## [The problem]
Return each line below that contains the string "dryer". Case counts.

[Point-based annotation data]

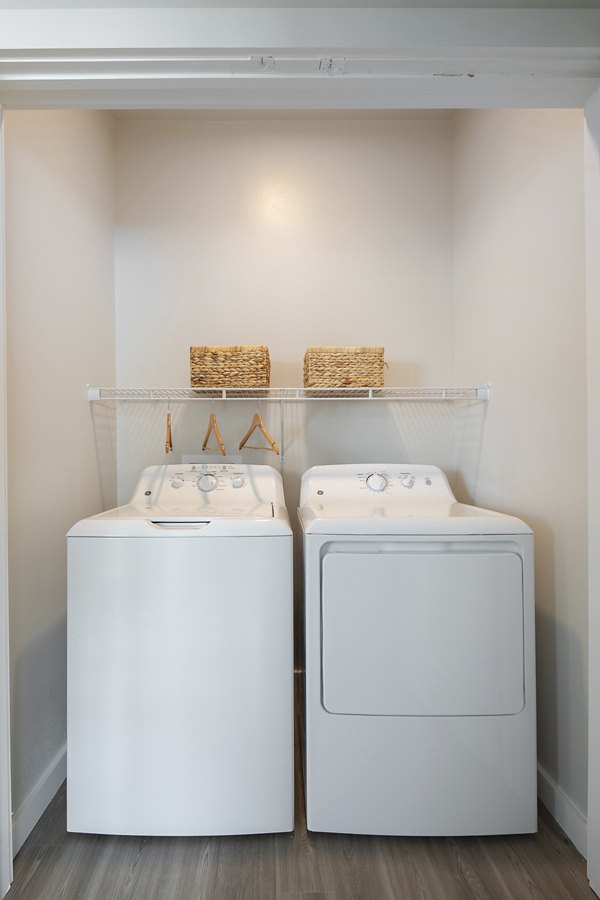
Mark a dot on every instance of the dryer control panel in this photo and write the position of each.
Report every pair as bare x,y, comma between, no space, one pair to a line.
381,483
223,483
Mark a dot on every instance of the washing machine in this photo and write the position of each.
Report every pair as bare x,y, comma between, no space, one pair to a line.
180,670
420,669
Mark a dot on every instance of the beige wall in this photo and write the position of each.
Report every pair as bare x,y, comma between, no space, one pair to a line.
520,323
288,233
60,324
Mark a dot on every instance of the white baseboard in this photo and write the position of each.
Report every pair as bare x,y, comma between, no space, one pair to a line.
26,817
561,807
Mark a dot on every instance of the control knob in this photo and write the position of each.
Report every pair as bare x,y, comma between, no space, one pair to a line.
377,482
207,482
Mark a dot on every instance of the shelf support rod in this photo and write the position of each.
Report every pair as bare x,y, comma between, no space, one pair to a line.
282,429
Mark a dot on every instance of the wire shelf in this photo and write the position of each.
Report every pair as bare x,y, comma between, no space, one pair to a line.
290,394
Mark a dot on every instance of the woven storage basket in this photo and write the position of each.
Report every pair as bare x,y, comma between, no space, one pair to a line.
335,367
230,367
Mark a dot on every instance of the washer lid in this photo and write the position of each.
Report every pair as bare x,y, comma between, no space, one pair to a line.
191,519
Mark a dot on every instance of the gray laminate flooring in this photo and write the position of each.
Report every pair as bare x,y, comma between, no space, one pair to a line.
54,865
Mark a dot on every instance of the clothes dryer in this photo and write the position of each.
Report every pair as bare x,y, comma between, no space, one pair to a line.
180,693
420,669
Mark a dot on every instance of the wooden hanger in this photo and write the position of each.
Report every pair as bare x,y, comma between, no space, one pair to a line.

==

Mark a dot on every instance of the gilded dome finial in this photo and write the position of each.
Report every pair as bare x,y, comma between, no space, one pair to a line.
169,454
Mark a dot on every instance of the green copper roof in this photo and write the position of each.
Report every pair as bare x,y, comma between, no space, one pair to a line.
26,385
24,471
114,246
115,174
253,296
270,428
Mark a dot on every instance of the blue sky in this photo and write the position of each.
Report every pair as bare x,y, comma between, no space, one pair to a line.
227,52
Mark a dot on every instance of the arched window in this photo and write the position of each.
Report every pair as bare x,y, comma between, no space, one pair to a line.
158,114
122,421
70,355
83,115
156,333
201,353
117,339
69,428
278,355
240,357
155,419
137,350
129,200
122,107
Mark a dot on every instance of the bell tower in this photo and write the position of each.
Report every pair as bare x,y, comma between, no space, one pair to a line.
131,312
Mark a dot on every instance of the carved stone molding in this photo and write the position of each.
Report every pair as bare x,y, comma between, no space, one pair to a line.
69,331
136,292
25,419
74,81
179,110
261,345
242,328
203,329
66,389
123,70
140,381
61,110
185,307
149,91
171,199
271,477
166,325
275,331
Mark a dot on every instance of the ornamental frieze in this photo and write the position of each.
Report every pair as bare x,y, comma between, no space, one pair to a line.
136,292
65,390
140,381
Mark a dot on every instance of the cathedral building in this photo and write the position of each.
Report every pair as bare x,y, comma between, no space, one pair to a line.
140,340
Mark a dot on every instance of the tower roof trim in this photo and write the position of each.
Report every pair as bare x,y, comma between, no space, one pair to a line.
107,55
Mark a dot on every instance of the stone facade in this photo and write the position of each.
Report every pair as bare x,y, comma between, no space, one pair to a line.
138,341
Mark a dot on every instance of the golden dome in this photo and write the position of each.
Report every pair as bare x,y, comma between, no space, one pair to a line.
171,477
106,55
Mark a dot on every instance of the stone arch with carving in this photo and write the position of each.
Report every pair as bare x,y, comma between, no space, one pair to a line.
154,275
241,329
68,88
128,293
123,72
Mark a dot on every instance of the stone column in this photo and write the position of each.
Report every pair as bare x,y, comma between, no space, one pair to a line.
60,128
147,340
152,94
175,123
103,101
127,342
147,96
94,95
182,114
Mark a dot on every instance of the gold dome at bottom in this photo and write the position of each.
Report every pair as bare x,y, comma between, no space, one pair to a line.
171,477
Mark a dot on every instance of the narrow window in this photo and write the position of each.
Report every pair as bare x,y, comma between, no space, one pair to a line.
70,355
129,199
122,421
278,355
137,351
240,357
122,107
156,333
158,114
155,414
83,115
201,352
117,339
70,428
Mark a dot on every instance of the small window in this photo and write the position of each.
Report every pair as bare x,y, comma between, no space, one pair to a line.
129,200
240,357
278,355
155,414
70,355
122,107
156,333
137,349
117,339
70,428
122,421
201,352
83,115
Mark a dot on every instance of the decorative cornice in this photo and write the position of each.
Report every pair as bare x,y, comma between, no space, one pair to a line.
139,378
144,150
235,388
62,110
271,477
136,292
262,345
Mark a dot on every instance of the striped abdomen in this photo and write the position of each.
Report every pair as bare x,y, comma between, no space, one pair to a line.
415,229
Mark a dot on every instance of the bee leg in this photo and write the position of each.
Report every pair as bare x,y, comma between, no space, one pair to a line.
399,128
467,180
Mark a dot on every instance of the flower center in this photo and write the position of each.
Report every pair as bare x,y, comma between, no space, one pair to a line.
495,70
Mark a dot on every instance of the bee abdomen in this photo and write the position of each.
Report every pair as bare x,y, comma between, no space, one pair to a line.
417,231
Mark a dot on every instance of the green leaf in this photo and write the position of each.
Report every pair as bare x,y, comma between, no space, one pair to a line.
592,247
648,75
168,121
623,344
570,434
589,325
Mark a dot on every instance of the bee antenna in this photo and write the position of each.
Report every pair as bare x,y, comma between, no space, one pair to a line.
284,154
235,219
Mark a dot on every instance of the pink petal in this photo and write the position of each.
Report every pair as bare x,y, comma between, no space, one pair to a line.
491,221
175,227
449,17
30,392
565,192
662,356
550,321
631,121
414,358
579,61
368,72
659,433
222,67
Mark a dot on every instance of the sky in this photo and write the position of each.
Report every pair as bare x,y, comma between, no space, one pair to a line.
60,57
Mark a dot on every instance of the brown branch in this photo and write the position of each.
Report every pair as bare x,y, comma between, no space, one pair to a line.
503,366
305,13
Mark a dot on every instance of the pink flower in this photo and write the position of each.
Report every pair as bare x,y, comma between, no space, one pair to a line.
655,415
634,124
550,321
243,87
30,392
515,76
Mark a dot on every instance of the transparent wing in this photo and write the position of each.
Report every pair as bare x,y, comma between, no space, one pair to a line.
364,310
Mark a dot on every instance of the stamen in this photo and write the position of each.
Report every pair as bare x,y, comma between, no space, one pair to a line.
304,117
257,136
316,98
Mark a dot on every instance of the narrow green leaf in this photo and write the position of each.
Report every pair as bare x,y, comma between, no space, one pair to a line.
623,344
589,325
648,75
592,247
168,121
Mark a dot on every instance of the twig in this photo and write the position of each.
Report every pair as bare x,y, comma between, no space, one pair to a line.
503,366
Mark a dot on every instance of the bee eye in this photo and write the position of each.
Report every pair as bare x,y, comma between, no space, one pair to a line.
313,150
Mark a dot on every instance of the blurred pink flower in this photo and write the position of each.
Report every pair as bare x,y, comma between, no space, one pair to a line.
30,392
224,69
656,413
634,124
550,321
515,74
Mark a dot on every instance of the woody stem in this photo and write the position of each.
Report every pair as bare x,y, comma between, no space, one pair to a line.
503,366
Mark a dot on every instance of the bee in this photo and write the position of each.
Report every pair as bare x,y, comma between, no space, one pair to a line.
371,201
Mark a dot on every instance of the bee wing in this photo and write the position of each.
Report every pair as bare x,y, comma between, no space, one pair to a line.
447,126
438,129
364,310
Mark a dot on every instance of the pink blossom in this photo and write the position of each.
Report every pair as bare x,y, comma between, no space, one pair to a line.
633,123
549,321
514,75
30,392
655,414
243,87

## [Answer to the exercise]
Mark a dot on every instance of the dryer control panel in this photo and write the position of each.
Mark a dot on every instance of the clothes dryer in this photo and write the position of each.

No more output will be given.